● Data excerpts:

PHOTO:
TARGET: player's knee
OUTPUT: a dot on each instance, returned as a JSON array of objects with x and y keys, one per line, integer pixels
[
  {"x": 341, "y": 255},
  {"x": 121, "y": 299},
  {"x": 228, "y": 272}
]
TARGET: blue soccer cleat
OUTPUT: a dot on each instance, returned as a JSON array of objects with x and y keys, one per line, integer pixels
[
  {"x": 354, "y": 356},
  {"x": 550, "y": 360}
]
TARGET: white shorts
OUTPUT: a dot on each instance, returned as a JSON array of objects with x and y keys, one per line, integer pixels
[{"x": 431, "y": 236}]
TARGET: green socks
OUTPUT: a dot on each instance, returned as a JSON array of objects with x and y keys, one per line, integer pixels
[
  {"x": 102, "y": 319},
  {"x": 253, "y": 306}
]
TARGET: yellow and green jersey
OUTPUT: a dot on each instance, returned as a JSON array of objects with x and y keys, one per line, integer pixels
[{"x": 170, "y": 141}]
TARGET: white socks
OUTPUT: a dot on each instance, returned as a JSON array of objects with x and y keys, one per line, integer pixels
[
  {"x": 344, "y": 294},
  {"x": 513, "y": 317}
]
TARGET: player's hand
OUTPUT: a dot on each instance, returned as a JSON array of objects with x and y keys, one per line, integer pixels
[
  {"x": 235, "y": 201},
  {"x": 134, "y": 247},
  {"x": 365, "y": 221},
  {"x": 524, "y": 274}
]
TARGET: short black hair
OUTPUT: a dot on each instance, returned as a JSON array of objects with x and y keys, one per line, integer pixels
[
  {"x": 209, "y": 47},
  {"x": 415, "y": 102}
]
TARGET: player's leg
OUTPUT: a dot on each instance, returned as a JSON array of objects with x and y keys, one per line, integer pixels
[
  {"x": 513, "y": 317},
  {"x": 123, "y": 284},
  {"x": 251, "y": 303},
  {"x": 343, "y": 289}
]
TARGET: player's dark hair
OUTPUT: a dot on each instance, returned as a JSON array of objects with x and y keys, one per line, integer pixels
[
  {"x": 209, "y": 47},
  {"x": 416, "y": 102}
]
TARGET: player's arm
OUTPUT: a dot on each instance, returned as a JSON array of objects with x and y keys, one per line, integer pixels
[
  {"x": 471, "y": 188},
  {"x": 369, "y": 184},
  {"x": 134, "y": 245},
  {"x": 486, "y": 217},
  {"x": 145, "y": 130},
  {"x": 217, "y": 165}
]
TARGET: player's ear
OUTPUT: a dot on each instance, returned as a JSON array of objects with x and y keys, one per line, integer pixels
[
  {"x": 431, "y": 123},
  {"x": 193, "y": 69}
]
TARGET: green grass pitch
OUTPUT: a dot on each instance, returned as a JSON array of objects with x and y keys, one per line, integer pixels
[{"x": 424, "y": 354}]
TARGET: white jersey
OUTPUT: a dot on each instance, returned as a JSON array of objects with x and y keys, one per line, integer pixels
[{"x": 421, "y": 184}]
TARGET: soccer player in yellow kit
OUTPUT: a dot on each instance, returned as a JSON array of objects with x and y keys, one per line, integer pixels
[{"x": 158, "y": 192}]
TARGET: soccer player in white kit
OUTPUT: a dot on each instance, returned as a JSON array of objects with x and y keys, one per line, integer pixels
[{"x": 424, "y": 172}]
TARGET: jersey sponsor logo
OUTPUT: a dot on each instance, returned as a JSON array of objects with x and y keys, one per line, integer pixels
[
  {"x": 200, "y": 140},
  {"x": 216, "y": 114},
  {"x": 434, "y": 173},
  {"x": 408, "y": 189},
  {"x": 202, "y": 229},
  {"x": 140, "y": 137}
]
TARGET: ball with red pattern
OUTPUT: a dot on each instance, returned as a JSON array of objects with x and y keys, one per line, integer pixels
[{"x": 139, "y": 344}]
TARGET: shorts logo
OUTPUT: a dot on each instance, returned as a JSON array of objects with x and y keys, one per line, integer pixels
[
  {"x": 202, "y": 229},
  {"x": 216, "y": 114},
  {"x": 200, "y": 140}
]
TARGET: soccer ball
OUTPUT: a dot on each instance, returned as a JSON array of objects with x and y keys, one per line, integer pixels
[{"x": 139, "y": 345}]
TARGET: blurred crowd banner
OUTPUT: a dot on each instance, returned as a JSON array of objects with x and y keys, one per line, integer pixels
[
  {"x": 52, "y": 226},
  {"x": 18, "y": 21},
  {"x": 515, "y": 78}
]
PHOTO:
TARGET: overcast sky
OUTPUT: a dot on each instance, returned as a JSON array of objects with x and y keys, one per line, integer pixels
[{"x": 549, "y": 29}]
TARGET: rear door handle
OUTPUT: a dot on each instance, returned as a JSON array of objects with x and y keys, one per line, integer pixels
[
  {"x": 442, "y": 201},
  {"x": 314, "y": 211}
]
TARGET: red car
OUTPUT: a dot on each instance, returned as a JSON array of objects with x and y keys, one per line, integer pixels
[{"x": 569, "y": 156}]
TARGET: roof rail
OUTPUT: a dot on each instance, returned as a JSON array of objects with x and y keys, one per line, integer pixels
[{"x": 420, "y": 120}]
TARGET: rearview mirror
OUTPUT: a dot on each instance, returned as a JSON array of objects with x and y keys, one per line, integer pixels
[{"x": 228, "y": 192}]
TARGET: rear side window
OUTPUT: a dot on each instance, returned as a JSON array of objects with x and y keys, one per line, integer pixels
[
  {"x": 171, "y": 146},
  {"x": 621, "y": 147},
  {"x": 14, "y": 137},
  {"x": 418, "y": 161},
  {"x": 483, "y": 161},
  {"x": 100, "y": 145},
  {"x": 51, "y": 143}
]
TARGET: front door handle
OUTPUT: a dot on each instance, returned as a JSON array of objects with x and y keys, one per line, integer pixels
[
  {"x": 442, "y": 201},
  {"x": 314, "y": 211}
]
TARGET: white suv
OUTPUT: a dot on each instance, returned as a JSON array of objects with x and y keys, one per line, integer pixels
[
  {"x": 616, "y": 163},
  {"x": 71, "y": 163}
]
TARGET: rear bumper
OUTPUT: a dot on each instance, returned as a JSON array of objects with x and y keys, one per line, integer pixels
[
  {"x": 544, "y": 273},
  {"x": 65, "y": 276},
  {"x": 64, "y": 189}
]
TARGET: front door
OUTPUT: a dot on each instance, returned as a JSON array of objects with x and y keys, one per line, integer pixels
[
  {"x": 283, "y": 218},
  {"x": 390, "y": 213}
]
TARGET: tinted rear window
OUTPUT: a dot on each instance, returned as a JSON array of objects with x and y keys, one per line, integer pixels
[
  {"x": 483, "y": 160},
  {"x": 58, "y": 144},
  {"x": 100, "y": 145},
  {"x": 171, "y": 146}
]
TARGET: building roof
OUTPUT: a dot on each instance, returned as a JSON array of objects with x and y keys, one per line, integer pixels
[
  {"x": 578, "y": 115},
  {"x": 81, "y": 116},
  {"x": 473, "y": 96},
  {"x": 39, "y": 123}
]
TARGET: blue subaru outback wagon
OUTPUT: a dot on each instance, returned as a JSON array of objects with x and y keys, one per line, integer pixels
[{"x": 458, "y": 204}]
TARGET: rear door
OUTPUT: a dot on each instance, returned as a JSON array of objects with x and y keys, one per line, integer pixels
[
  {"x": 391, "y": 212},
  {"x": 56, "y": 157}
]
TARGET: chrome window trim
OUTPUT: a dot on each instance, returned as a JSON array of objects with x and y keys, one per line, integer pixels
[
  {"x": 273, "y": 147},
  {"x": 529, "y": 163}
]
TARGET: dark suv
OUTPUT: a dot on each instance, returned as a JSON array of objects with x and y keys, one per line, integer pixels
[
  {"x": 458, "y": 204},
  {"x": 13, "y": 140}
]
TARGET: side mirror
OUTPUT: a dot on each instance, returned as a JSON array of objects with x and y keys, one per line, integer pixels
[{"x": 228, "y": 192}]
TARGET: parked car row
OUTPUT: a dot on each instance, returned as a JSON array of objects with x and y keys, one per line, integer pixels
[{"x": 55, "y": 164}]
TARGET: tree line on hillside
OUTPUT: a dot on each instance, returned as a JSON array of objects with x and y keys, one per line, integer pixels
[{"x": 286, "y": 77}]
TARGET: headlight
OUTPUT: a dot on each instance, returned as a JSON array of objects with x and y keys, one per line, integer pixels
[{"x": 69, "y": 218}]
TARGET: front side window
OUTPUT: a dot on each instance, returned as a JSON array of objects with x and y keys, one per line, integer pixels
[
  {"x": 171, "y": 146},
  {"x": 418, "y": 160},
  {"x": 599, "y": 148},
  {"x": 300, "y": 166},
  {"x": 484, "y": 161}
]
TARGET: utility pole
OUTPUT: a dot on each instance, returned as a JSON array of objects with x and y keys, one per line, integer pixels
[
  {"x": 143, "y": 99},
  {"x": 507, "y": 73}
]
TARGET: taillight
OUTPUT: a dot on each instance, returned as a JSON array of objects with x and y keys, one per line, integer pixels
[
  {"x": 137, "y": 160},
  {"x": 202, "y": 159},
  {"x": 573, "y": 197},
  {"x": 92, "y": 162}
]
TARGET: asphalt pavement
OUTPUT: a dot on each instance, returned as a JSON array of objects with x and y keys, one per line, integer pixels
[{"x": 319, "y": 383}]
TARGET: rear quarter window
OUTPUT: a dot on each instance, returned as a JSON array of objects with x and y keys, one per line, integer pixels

● The task: From the first line of the listing above to the line with "TARGET: player's hand", please transcribe each line exactly, both ends included, and nothing beyond that.

● Reply to the exercise:
PHOTO:
TARGET: player's knee
OUTPUT: a dot on each instance, returned as a JSON array of objects with x and y keys, one per line, integer pixels
[
  {"x": 341, "y": 255},
  {"x": 121, "y": 299},
  {"x": 228, "y": 272}
]
TARGET: blue soccer cleat
OUTPUT: a dot on each instance, returned as a JSON array of objects with x and y keys, one per line, integer pixels
[
  {"x": 354, "y": 356},
  {"x": 550, "y": 360}
]
TARGET: white shorts
OUTPUT: a dot on each instance, returned as a JSON array of objects with x and y keys, one per line, integer pixels
[{"x": 431, "y": 236}]
TARGET: green socks
OUTPUT: a dot on each instance, returned as a JSON array of objects with x and y keys, one per line, integer pixels
[
  {"x": 102, "y": 319},
  {"x": 253, "y": 306}
]
TARGET: yellow and green jersey
OUTPUT: a dot on each instance, returned as a JSON array of objects with x and y keys, one per line, integer pixels
[{"x": 170, "y": 141}]
TARGET: white socks
OUTPUT: a dot on each instance, returned as a JSON array of objects with x and y keys, one per line, integer pixels
[
  {"x": 344, "y": 294},
  {"x": 513, "y": 317}
]
TARGET: player's hand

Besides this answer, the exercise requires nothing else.